▸ **What the exercise asks**
Produce a verbatim transcript of the entries below, excluding pictures.

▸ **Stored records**
────────────────────────────────────────

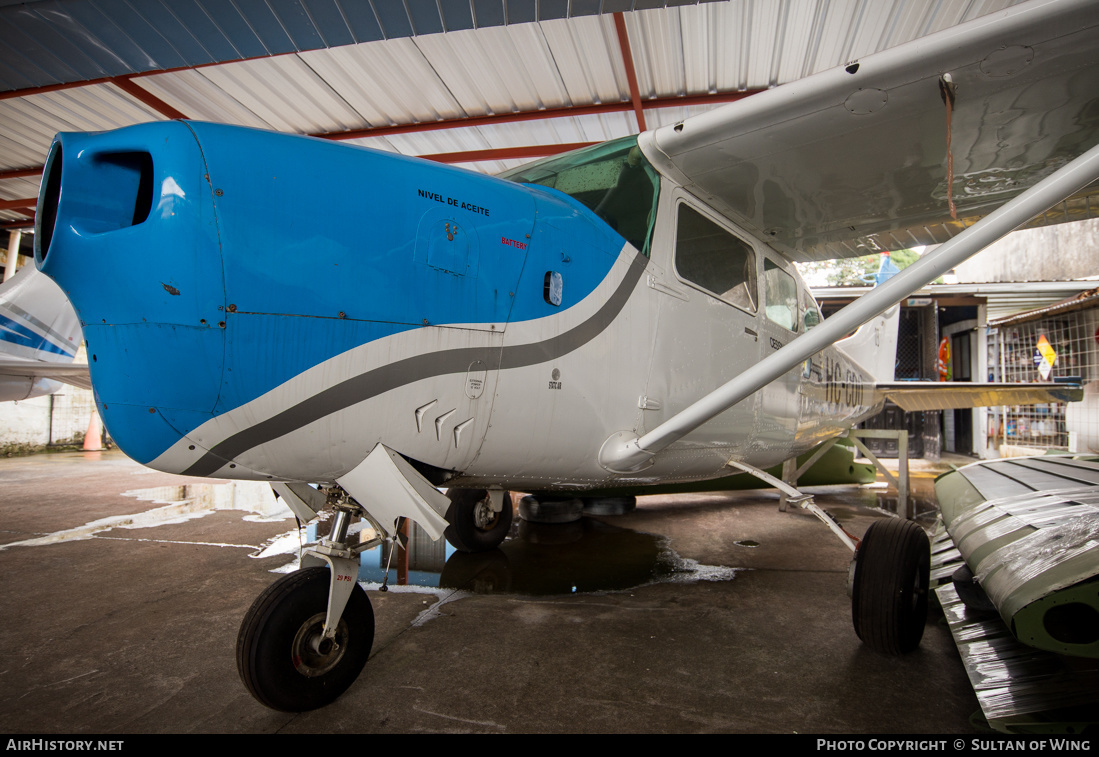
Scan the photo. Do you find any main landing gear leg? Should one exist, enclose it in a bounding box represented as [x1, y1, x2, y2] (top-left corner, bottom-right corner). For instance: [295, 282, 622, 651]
[443, 488, 513, 553]
[726, 458, 929, 654]
[237, 499, 381, 712]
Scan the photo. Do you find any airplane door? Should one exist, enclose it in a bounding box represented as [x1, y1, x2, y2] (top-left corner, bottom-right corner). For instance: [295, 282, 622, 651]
[757, 255, 802, 456]
[642, 196, 762, 471]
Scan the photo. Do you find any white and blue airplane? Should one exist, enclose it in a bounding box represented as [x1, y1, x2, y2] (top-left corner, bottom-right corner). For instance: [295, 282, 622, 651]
[31, 0, 1099, 711]
[0, 265, 88, 401]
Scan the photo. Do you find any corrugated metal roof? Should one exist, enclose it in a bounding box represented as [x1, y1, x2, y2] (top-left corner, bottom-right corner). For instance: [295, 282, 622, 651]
[812, 280, 1099, 323]
[988, 288, 1099, 326]
[0, 0, 1036, 230]
[0, 0, 648, 93]
[986, 292, 1099, 322]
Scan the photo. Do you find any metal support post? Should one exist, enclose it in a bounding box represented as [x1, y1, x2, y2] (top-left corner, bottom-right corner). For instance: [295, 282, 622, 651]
[778, 437, 842, 511]
[848, 429, 911, 519]
[4, 230, 22, 282]
[778, 457, 797, 512]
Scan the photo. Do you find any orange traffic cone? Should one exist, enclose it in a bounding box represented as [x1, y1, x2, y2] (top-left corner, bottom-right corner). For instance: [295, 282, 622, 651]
[83, 411, 104, 451]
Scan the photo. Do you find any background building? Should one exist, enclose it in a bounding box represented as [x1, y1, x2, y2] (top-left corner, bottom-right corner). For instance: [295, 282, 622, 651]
[811, 218, 1099, 460]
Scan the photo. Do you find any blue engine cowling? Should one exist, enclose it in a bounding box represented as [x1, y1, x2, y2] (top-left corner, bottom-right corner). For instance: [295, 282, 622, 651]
[36, 122, 624, 469]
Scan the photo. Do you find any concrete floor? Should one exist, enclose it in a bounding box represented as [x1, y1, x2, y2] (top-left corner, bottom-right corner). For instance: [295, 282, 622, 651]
[0, 449, 985, 734]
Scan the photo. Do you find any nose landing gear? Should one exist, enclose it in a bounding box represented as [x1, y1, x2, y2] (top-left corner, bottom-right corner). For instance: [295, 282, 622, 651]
[237, 566, 375, 712]
[238, 491, 382, 712]
[237, 481, 517, 710]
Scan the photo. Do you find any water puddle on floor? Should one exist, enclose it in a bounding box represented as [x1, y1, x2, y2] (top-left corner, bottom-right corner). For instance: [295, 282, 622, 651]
[123, 481, 291, 518]
[0, 481, 292, 551]
[285, 516, 738, 597]
[859, 478, 942, 523]
[801, 475, 942, 526]
[2, 475, 736, 595]
[6, 466, 942, 597]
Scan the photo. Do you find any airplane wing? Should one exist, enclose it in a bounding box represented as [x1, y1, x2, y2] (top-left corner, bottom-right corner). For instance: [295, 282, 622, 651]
[638, 0, 1099, 262]
[875, 381, 1083, 412]
[0, 359, 91, 391]
[932, 454, 1099, 728]
[0, 265, 88, 399]
[934, 454, 1099, 656]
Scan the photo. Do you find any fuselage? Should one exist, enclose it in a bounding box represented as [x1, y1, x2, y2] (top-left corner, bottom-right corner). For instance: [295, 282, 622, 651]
[36, 121, 880, 491]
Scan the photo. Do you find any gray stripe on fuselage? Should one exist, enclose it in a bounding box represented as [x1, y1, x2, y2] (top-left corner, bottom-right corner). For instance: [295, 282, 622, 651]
[182, 254, 648, 477]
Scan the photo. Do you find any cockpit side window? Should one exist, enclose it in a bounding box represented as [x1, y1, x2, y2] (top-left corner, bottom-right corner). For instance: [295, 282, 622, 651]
[801, 287, 822, 330]
[674, 204, 757, 313]
[498, 136, 660, 256]
[764, 258, 799, 332]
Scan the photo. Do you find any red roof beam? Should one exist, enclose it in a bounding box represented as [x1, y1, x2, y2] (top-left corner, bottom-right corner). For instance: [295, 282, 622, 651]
[108, 77, 188, 120]
[0, 91, 765, 179]
[614, 13, 647, 133]
[311, 90, 761, 141]
[0, 198, 36, 211]
[420, 142, 596, 164]
[0, 168, 43, 181]
[2, 217, 36, 231]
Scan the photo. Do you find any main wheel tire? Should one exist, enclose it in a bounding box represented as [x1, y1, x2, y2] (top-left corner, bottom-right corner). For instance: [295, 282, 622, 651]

────────────────────────────────────────

▸ **Written solution**
Scan the photo. Do you find any main landing gear leg? Should one exist, enclose it in a bounding box represented as [x1, y1, x2, y2] (top-left corner, bottom-right corner). For instance: [295, 282, 622, 651]
[443, 488, 513, 553]
[726, 458, 929, 654]
[237, 499, 381, 712]
Scan the photo. Do you find any airplane door? Should one exist, enclose it in a bounding box represented as [x1, y1, x2, y2] (top-left corner, bottom-right corner). For instance: [295, 282, 622, 651]
[757, 255, 802, 456]
[642, 196, 762, 471]
Scan the photo. Do you find any white and blue airplane? Should one exist, enclose it in a bounding box represented as [x1, y1, x2, y2] (top-left corner, bottom-right corner). For instance: [295, 282, 622, 651]
[31, 0, 1099, 711]
[0, 265, 88, 401]
Scan the photo. Do you find any corrugated metal roof? Should one exist, enclose it in a bounding box represented as [x1, y1, x2, y2] (top-left corner, bottom-right corner). For instance: [295, 282, 622, 651]
[812, 280, 1099, 323]
[988, 288, 1099, 326]
[0, 0, 1036, 230]
[0, 0, 648, 93]
[986, 292, 1099, 322]
Scan the photo. Do you find any metal support post? Should one exist, enclose it in a bounding box represented as [x1, y1, x2, y2] (top-left corner, bottom-right corner). For instance: [295, 282, 622, 651]
[778, 437, 842, 511]
[848, 429, 911, 519]
[4, 230, 22, 282]
[778, 457, 797, 512]
Scan the photo. Do you find any orange traffic cone? Should one exist, enclose it in a bounding box represented as [x1, y1, x2, y2] (top-left corner, bottom-right corner). For instance: [295, 282, 622, 651]
[83, 411, 104, 451]
Scan the photo. Do you find any background building? Should one exist, enclose it in a bounding box represented as [x1, y1, x2, y2] (top-left corner, bottom-right corner). For instance: [295, 282, 622, 651]
[811, 218, 1099, 460]
Scan the photo. Do you find any blue engine cowling? Should one exist, enclose it in a bounding box represented as [x1, y1, x2, y2] (top-left corner, bottom-right corner). For instance: [295, 282, 622, 651]
[36, 122, 624, 469]
Scan the photo. Do you find any concrete floor? Should one exist, enclose it in a bounding box represented as [x1, y1, x2, y2] (top-left corner, bottom-right corner). For instance: [295, 282, 622, 651]
[0, 449, 985, 734]
Scan the photo. Do you find any nose landing gear? Should one exist, enclose it in a bounding box represented as [x1, y1, x2, y2] (top-left corner, bottom-right corner). For instance: [295, 282, 622, 651]
[237, 566, 375, 712]
[238, 491, 382, 712]
[237, 481, 517, 710]
Scan the photo. Do you find any water puddle on floor? Should one exist, enclose it in a bounding box represented as [x1, y1, x2, y2] (top-left corner, bottom-right corner). For instance: [295, 282, 622, 651]
[123, 481, 291, 518]
[0, 481, 292, 551]
[285, 516, 738, 597]
[859, 478, 942, 523]
[801, 475, 942, 526]
[2, 475, 736, 595]
[6, 466, 942, 597]
Scan the photo. Do you find any airplane wing? Should one exist, enclose it in a bounding box represented as [x1, y1, x2, y2] (top-left corner, bottom-right corner). For instance: [295, 282, 622, 651]
[638, 0, 1099, 262]
[875, 381, 1083, 412]
[0, 359, 91, 391]
[932, 454, 1099, 728]
[0, 265, 88, 399]
[934, 454, 1099, 656]
Scan the photo. Do you find any fuselage? Should one exist, enclose it in a bounding box represented as [x1, y1, x2, y2] (top-left corner, bottom-right corner). For instance: [295, 282, 622, 651]
[36, 121, 880, 491]
Scan the photo. Do you find any gray stripe on fuselage? Should one exist, enclose it in a bounding box represented as [x1, y1, x2, y2] (top-left corner, bottom-right corner). For instance: [295, 282, 622, 651]
[182, 254, 648, 477]
Scan the photo. Do you find any cockpit side window? Should one exist, enclose it in a bounding box represented as [x1, y1, x2, y2] (top-left corner, bottom-right corner). For instance: [295, 282, 622, 651]
[801, 287, 822, 330]
[674, 204, 757, 313]
[498, 136, 660, 256]
[764, 258, 799, 332]
Scan the photo. Do you find any red roof beam? Should one exist, enclose it in a bounding box represented as [x1, y1, x2, y2] (top-left corner, bottom-right corner). For instance: [295, 282, 622, 651]
[108, 77, 188, 120]
[0, 91, 765, 179]
[614, 13, 647, 133]
[311, 90, 761, 141]
[0, 198, 36, 211]
[420, 142, 596, 164]
[0, 168, 43, 181]
[2, 217, 36, 231]
Scan the photo. Do you find any main wheel tire? Should one exist, enclose it in a bounding box represented as [x1, y1, x2, y2] (top-left corner, bottom-right corner). For instance: [295, 282, 622, 651]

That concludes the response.